Segment Start: PROVIDED PASSAGE
SpaceX Falcon Heavy Is Set To Launch Wild Stuff Into Orbit Including Human Remains

SpaceX has been very busy. In April it launched the second Falcon Heavy mission to push the Arabsat 6A satellite into orbit. In May another rocket sent 60 SpaceX Starlink microsatellites into orbit. And SpaceX is set to launch its next Falcon Heavy mission soon, and this one will be carrying a wide range of payloads. The mission is called Space Test Program-2 and is set to lift off between 11:30 p.m. ET on June 24 and 2:30 a.m. June 25 depending on the weather.

fakcon heavy

The oddest thing that the Falcon Heavy will be pushing into orbit is for a company called Celestis. Celestis makes arrangements for cremated remains of deceased loved ones to be sent into space. Families can decide to send capsules with between 1 gram and 7 grams of ashes into orbit. There are 152 capsules glued inside a flat metal sleeve; the sleeve is bolted to the upper deck of the Orbital Test Bed satellite that holds the NASA Deep Space Atomic Clock. It costs around $5,000 to send remains into orbit.

celestis capsules
SpaceX Celestis Capsule That Holds Human Remains Of Loved Ones

This next SpaceX mission will put 24 satellites into orbit along with the human remains. Elon Musk has said that this launch is SpaceX's most difficult mission yet and the reason is the various payloads on the rocket. The array of satellites require different orbits to operate, and the spacecraft has to make multiple engine burns. One of the satellites for a NASA mission that will put the Deep Space Atomic Clock into orbit.
Segment End: PROVIDED PASSAGE
## TASK SET
1 - According to the Falcon Heavy article, about how much does it cost to send remains into orbit?
2 - Name every satellite, group of satellites, or instrument that the Falcon Heavy article refers to by name.
3 - For each statement, say whether the Falcon Heavy article agrees, and quote the words that decide it. (a) Families can send capsules holding between 1 and 7 grams of ashes. (b) The capsules are welded inside a metal sleeve. (c) Elon Musk described this launch as SpaceX's easiest mission.
The records are not needed for any of this work.
Segment Start: RECORDS SUPPLIED
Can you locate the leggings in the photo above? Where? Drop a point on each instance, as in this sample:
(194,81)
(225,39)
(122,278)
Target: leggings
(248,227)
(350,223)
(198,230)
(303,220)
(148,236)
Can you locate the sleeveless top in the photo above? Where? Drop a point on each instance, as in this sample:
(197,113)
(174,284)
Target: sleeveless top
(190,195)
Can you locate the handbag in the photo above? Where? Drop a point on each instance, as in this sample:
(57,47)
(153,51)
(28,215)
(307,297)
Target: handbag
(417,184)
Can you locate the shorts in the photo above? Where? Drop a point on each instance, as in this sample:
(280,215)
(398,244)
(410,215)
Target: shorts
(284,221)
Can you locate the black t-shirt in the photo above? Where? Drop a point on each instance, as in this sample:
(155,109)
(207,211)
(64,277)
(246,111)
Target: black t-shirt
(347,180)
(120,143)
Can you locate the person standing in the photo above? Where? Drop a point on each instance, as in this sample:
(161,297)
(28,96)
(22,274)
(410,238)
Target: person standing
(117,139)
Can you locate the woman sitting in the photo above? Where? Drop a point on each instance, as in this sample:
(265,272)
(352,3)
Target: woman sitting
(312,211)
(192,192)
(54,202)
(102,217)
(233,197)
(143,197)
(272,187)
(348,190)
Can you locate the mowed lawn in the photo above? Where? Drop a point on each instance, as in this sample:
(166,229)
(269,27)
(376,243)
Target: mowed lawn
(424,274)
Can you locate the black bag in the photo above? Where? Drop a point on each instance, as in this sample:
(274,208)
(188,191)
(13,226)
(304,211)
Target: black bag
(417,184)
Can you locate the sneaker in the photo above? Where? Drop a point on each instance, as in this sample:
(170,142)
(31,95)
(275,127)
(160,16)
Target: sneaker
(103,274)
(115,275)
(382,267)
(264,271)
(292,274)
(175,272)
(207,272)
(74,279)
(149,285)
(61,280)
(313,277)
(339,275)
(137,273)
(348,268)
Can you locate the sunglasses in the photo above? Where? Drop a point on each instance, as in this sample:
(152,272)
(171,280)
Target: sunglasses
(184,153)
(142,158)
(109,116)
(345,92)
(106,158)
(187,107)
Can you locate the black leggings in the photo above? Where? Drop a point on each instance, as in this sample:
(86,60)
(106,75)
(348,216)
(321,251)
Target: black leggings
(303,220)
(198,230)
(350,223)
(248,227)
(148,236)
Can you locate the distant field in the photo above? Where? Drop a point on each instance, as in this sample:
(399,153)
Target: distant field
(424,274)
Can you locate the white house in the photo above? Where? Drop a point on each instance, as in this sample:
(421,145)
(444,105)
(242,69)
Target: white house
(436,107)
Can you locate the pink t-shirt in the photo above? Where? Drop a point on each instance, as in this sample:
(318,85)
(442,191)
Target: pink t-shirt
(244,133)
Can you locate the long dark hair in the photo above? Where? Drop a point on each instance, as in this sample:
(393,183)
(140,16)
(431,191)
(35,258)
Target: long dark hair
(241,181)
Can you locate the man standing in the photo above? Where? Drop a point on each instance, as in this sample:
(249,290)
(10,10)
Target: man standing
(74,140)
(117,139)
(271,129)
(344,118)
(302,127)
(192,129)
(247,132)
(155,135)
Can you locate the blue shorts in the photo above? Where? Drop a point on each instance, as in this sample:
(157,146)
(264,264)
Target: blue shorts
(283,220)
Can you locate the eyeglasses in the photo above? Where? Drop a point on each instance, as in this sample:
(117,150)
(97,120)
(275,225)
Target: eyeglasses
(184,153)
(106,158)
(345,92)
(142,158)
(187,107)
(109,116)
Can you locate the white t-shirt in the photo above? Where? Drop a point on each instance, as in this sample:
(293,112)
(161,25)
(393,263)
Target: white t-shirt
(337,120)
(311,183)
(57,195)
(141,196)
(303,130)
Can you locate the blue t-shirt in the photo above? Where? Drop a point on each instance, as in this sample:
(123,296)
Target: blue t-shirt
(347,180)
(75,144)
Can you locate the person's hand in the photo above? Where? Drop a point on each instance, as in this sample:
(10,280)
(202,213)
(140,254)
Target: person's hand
Segment End: RECORDS SUPPLIED
## SOLUTIONS TO THE PROBLEMS
1 - Around $5,000.

2 - Arabsat 6A satellite; Starlink microsatellites; Orbital Test Bed satellite; NASA Deep Space Atomic Clock

3 -
(a) Yes: "Families can decide to send capsules with between 1 gram and 7 grams of ashes into orbit."
(b) No: "There are 152 capsules glued inside a flat metal sleeve"
(c) No: "Elon Musk has said that this launch is SpaceX's most difficult mission yet"